(AVAILABLE DATA):
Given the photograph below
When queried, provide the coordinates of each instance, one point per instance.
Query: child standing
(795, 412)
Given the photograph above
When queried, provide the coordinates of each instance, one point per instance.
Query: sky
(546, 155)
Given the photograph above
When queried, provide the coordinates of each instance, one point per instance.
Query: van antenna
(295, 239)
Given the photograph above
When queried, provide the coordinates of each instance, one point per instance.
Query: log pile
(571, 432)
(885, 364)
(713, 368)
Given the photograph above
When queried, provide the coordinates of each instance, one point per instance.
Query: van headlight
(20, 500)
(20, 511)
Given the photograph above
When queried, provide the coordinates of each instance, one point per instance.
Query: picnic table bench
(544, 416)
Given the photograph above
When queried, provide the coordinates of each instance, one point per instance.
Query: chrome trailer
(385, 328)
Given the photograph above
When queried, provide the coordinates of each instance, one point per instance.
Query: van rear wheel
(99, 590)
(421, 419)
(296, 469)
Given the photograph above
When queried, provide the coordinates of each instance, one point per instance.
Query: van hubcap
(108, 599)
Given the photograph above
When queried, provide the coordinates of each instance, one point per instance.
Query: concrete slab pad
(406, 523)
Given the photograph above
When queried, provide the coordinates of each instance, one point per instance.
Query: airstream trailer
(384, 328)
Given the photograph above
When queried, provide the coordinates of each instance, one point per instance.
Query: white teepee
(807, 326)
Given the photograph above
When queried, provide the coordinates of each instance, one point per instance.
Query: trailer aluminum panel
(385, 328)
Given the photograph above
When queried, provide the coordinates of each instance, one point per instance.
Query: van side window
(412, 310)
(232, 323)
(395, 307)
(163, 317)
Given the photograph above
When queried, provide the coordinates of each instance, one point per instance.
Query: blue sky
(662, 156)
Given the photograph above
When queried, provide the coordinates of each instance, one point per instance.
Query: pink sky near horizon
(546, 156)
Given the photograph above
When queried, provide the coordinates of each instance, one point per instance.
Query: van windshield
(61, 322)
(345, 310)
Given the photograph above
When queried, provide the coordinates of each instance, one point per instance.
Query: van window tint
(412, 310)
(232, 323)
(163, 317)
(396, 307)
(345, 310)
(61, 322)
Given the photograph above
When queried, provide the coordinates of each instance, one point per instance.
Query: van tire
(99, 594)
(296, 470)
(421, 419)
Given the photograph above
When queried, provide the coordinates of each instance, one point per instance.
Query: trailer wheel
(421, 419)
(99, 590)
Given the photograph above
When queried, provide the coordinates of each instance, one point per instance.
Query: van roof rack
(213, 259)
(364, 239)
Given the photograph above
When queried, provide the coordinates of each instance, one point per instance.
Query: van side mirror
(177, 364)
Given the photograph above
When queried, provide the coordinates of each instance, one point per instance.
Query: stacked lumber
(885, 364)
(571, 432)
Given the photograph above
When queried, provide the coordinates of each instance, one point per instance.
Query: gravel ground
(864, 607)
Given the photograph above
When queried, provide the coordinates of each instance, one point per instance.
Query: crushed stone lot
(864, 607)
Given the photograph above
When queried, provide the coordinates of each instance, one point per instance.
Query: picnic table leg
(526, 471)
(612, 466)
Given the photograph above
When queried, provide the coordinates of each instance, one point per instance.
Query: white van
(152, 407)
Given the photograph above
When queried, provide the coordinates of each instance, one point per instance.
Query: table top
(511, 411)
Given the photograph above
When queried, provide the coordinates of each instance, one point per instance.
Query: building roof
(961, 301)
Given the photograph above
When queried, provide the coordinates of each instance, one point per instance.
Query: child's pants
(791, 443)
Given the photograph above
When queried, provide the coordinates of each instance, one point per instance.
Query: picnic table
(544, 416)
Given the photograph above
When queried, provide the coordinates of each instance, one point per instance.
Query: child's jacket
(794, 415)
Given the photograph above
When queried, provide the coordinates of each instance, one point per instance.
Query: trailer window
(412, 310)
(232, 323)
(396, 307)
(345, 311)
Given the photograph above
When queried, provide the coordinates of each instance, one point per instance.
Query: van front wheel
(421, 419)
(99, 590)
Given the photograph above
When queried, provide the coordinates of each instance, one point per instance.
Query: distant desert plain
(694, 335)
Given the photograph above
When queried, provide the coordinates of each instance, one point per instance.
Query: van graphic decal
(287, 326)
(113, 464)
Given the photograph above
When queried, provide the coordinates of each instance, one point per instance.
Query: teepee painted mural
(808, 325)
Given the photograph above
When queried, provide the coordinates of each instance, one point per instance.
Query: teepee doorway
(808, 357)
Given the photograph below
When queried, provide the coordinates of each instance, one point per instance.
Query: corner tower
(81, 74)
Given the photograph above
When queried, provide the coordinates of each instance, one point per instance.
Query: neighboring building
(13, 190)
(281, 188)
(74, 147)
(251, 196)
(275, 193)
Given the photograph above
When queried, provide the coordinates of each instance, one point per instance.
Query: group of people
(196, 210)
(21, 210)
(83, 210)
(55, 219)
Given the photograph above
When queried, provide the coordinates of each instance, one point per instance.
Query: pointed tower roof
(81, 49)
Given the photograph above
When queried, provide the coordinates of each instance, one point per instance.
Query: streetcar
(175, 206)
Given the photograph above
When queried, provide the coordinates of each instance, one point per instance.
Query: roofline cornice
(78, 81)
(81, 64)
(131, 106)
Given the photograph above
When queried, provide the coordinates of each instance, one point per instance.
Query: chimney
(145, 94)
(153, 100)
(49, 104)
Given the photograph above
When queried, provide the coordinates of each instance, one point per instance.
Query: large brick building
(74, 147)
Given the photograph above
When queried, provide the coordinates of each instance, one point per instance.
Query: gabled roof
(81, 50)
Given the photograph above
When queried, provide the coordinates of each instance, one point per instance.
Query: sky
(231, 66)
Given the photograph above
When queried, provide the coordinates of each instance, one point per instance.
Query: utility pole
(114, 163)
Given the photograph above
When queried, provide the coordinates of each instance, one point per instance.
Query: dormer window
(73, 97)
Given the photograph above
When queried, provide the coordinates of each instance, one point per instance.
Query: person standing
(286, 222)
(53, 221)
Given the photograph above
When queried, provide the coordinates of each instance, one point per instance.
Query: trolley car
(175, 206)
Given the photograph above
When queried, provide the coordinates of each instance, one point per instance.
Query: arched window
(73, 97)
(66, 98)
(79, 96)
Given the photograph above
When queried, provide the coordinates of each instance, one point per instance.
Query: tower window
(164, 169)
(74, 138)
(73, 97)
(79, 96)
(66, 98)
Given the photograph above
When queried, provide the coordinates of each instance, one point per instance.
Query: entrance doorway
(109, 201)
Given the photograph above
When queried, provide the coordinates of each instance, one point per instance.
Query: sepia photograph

(YOUR ASSIGNMENT): Print every record above. Keep each one exactly as it is.

(RESPONSE TO THE EXERCISE):
Given the photograph below
When queried, provide the coordinates of each instance, one point per instance.
Query: child standing
(795, 412)
Given the photograph above
When queried, provide the coordinates of each instance, one point per instance.
Query: sky
(546, 155)
Given the photograph above
When queried, provide the coordinates of each instance, one point per instance.
Query: van antenna
(295, 239)
Given the photograph above
When queried, provide the coordinates of each instance, one point per instance.
Query: log pile
(571, 432)
(885, 364)
(713, 368)
Given the photograph above
When queried, provide the coordinates of each instance, one point per instance.
Query: van headlight
(20, 500)
(20, 511)
Given the photograph above
When queried, provide the coordinates of each instance, one point per instance.
Query: picnic table bench
(544, 416)
Given the photograph above
When queried, provide the coordinates of each instance, one point per instance.
Query: chrome trailer
(385, 328)
Given the photograph above
When queried, provide the coordinates of each instance, one point per instance.
Query: van rear wheel
(99, 590)
(421, 419)
(296, 469)
Given the photograph above
When queried, provide the coordinates of each instance, one point per instance.
Query: van hubcap
(108, 599)
Given the photograph above
When queried, provide the coordinates of each instance, one point per instance.
Query: concrete slab pad
(406, 523)
Given the photograph above
When queried, provide the coordinates of each instance, one point per instance.
Query: airstream trailer
(384, 328)
Given the photograph above
When queried, provide the coordinates of each instance, one point per instance.
Query: white teepee
(807, 326)
Given the photograph above
When queried, provide the coordinates of each instance, one point per instance.
Query: trailer aluminum panel
(385, 328)
Given the photograph above
When queried, provide the coordinates of each instance, one point per instance.
Query: van side window
(412, 310)
(232, 323)
(395, 307)
(163, 317)
Given the photograph above
When queried, provide the coordinates of each instance, one point per instance.
Query: blue sky
(662, 156)
Given the photograph above
When queried, provide the coordinates of each instance, one point per instance.
Query: pink sky near horizon
(546, 156)
Given the photograph above
When queried, provide the coordinates of each instance, one point per instance.
Query: van windshield
(61, 322)
(345, 310)
Given the photograph above
When queried, provide the coordinates of each instance, one point per instance.
Query: van window tint
(412, 310)
(232, 323)
(163, 317)
(396, 307)
(345, 310)
(61, 322)
Given the photograph above
When queried, provide the coordinates of each instance, one point per instance.
Query: van tire
(99, 594)
(296, 470)
(421, 419)
Given the photograph above
When queried, provide the coordinates of each instance, one point per instance.
Query: trailer wheel
(421, 419)
(99, 590)
Given the photograph above
When queried, provide the coordinates of each instance, one point per instance.
Query: van roof rack
(213, 259)
(364, 239)
Given the photograph above
When queried, provide the coordinates of each instance, one point per instance.
Query: van side mirror
(177, 364)
Given the photograph above
When queried, provide the coordinates of each instance, one point per instance.
Query: stacked lumber
(885, 364)
(571, 432)
Given the photograph above
When queried, provide the coordinates of each instance, one point per instance.
Query: gravel ground
(864, 607)
Given the photograph above
When queried, provide the coordinates of each instance, one point per instance.
Query: crushed stone lot
(864, 607)
Given the photograph above
When queried, provide the coordinates of each instance, one point per instance.
Query: picnic table leg
(526, 471)
(612, 466)
Given the photograph above
When queried, provide the coordinates of each instance, one point per instance.
Query: white van
(152, 407)
Given the photograph above
When queried, provide the coordinates of each instance, one point per instance.
Query: table top
(511, 411)
Given the photograph above
When queried, provide the coordinates of each instance, one point per instance.
Query: building roof
(961, 301)
Given the photograph above
When queried, provide the coordinates of each instance, one point per instance.
Query: child's pants
(791, 443)
Given the photograph above
When queried, provide the coordinates of each instance, one point per instance.
Query: picnic table
(544, 416)
Given the photograph above
When queried, provide the coordinates of each instance, one point per instance.
Query: child's jacket
(794, 415)
Given the photograph above
When queried, provide the coordinates of each instance, one point per instance.
Query: trailer window
(412, 310)
(232, 323)
(396, 307)
(345, 311)
Given the photograph above
When queried, provide the coordinates of each instance, one point per instance.
Query: van front wheel
(421, 419)
(99, 590)
Given the photograph above
When queried, provide the coordinates of each instance, one point per instance.
Query: distant desert plain
(694, 335)
Given the photograph above
When queried, provide the coordinates of each instance, one point per instance.
Query: van graphic decal
(287, 326)
(113, 464)
Given the photograph above
When queried, provide the coordinates of each instance, one point per instance.
Query: teepee painted mural
(808, 325)
Given the photograph above
When queried, provide the coordinates of each instance, one point per instance.
Query: teepee doorway
(808, 357)
Given the photograph below
When queried, provide the coordinates of each instance, one point per instance.
Query: corner tower
(81, 74)
Given the photograph above
When queried, provide the coordinates of each instance, one point per instance.
Query: neighboring building
(13, 190)
(281, 188)
(74, 147)
(251, 196)
(275, 193)
Given the photograph above
When queried, provide the coordinates of each instance, one point per instance.
Query: group of people
(196, 210)
(21, 210)
(83, 210)
(55, 219)
Given the photograph above
When queried, provide the coordinates of each instance, one point per instance.
Query: pointed tower roof
(81, 49)
Given the photograph above
When queried, provide the coordinates of each instance, one point per instance.
Query: streetcar
(175, 206)
Given the photograph above
When queried, provide the coordinates of each instance, one point per instance.
Query: roofline cornice
(78, 81)
(81, 64)
(131, 106)
Given the photograph above
When queried, provide the coordinates of each instance, one point per instance.
Query: chimney
(145, 94)
(153, 100)
(49, 104)
Given the photograph above
When queried, provide the coordinates of each instance, one point per instance.
Query: large brick building
(74, 147)
Given the photograph above
When queried, provide the coordinates of each instance, one point per instance.
Query: gabled roof
(81, 50)
Given the photograph above
When queried, provide the coordinates of each instance, one point per instance.
Query: sky
(231, 66)
Given the photograph above
When queried, provide the coordinates of each instance, one point per instance.
Query: utility pole
(114, 163)
Given the photograph above
When queried, provide the coordinates of each instance, one point per instance.
Query: dormer window
(73, 97)
Given the photograph above
When queried, provide the coordinates of each instance, one point per instance.
Query: person standing
(286, 222)
(53, 221)
Given the photograph above
When queried, provide the coordinates of each instance, one point per instance.
Query: trolley car
(175, 206)
Given the photograph above
When queried, provide the coordinates of each instance, one point per instance.
Query: arched window
(73, 97)
(66, 98)
(79, 96)
Given the photograph above
When queried, provide the coordinates of each instance, one point per instance.
Query: tower window
(164, 169)
(74, 138)
(73, 97)
(79, 96)
(66, 98)
Given the photograph above
When queried, provide the coordinates of each instance, one point per instance.
Query: entrance doorway
(109, 201)
Given the photograph above
When queried, provide the coordinates of each instance, one point per instance.
Query: sepia photograph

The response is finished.